» Data shown:

+ + + +

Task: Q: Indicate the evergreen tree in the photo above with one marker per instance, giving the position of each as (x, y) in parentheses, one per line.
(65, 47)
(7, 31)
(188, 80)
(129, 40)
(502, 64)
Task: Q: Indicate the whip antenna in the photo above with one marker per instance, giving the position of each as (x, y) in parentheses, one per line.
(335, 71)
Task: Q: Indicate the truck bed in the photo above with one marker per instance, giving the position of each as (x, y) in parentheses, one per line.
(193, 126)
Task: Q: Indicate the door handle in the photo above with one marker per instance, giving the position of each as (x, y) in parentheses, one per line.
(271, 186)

+ + + +

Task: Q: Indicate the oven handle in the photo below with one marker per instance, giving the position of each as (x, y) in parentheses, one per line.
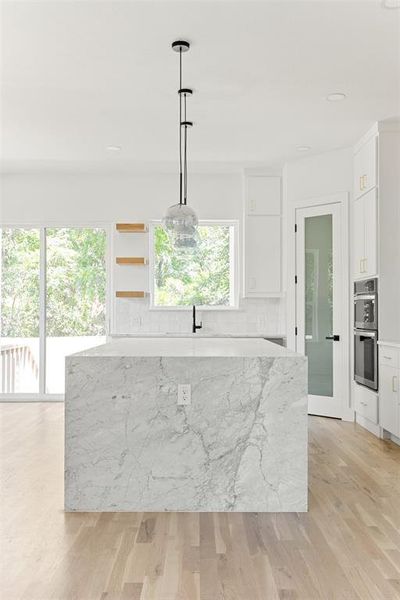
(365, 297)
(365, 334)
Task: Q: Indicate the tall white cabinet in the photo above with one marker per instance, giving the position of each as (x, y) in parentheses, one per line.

+ + + +

» Task description: Scale the data that opens with the line containing "Task: Q: Indicate the oven" and closes with the line containing "Task: Q: Indicate the tall" by writing every line out again in full, with each answer coordinate multiplied by 1.9 and rounded to a whole number, halves up. Give only these lines, and leave the pictures out.

» Solution below:
Task: Q: Indicate the oven handle in the photo below with one marker per instance, giving the position of each as (x, y) in parentheses, one per line.
(694, 564)
(694, 635)
Task: Q: Indicate the tall white cabinet in the photo above with one marker per instance, giving the position of each as (x, y) in parentheses, one per line.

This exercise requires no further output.